* **Document section**:
+ + + +
The dangers posed to journalists and media staff working in dangerous situations and conflict zones are the subject of extensive record. The IFJ has recorded the deaths of more than 1000 journalists and media staff over the past ten years.
Many journalists are killed, injured or harassed in war zones, either targeted by one side or another or caught in the crossfire of violence. Others are the victims of premeditated assault and intimidation either by criminals, terrorists or by agencies of the state - the police, the military or the security forces - acting secretly and illegally.
Very often there is little that journalists or media organisations can do to avoid casualties. There will, inevitably, be accidents, no matter how much care is taken to provide protection and there is little one can do when those targeting media use ruthless and brutal methods to crush journalistic inquiry.
However, there are steps that journalists and media organisations should take to minimise the risks to staff. In particular, the following are vital considerations in providing protection:
Adequate preparation, training and social protection. It is essential that journalists and media staff be in a state of readiness when difficulties arise. There should be a framework for providing individuals with health care and social protection.
Media professionals must be informed and inform themselves about the political, physical, and social terrain in which they are working. They must not contribute to the uncertainty and insecurity of their conditions through ignorance or reckless behaviour.
Media organisations must guard against risk-taking for commercial advantage, and should promote co-operation among journalists whenever conditions exist which are potentially hazardous.
Governments must remove obstacles to journalism. They must not restrict unnecessarily the freedom of movement of journalists or compromise the right of news media to gather, produce and disseminate information in secure and safe conditions.
People Must Keep Their Hands Off Media. Everyone should respect the physical integrity of journalists and media staff at work. Physical interference with filming or other journalistic work must be prohibited.
With these considerations in mind, the IFJ calls on journalists groups, media organisations and all relevant public authorities to respect the following International Code of Practice for the Safe Conduct of Journalism:
- Journalists and other media staff shall be properly equipped for all assignments including the provision of first-aid materials, communication tools, adequate transport facilities and, where necessary, protective clothing;
- Media organisations and, where appropriate, state authorities shall provide risk-awareness training for those journalists and media workers who are likely to be involved in assignments where dangerous conditions prevail or may be reasonably expected;
- Public authorities shall inform their personnel of the need to respect the rights of journalists and shall instruct them to respect the physical integrity of journalists and media staff while at work.
+ + + +
(Free-text object descriptions)
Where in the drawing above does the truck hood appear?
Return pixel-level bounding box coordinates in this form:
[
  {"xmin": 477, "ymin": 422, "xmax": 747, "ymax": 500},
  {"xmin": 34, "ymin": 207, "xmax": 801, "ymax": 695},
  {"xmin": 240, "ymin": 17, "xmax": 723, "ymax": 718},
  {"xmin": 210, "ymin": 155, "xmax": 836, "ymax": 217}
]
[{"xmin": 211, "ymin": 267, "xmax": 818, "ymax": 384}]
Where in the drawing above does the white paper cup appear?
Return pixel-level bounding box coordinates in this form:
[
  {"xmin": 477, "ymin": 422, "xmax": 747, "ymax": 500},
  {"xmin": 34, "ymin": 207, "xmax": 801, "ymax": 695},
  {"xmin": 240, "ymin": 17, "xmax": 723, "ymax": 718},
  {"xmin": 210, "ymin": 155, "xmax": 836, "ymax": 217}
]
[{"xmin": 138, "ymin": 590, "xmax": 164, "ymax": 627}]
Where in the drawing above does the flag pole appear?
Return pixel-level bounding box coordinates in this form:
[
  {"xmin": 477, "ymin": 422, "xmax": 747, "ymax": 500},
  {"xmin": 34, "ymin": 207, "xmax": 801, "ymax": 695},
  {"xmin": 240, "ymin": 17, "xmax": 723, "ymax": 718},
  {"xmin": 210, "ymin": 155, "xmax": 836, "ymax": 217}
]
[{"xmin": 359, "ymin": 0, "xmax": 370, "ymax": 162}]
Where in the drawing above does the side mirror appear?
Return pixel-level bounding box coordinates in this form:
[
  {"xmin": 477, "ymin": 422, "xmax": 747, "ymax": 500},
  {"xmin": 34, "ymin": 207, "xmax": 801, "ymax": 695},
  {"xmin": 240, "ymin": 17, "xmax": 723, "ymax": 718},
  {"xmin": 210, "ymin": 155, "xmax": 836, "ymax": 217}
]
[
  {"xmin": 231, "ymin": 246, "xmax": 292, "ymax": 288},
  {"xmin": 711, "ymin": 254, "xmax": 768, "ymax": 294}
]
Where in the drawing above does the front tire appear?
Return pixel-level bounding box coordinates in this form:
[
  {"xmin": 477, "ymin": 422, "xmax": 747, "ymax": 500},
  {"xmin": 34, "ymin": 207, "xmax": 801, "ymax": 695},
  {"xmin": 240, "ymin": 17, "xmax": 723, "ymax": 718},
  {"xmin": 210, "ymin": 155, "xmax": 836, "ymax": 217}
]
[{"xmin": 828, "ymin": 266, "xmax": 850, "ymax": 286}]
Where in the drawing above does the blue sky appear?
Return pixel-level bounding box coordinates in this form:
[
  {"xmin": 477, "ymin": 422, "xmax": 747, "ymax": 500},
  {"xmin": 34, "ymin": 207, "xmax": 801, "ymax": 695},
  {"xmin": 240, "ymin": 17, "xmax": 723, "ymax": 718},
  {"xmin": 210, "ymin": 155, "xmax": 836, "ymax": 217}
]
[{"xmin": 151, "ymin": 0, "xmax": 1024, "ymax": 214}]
+ + + +
* **Problems to work on**:
1. Please retype the journalist safety text between "The dangers posed" and "past ten years.", inclusive.
2. Condense the paragraph of the journalist safety text that begins "Many journalists are killed" into a shorter version that keeps its main facts.

* **Answers to the exercises**:
1.
The dangers posed to journalists and media staff working in dangerous situations and conflict zones are the subject of extensive record. The IFJ has recorded the deaths of more than 1000 journalists and media staff over the past ten years.

2. In war zones, many journalists are killed, injured or harassed, either as targets of one side or caught in crossfire. Others suffer premeditated assault and intimidation from criminals, terrorists or state agencies (police, military, security forces) acting secretly and illegally.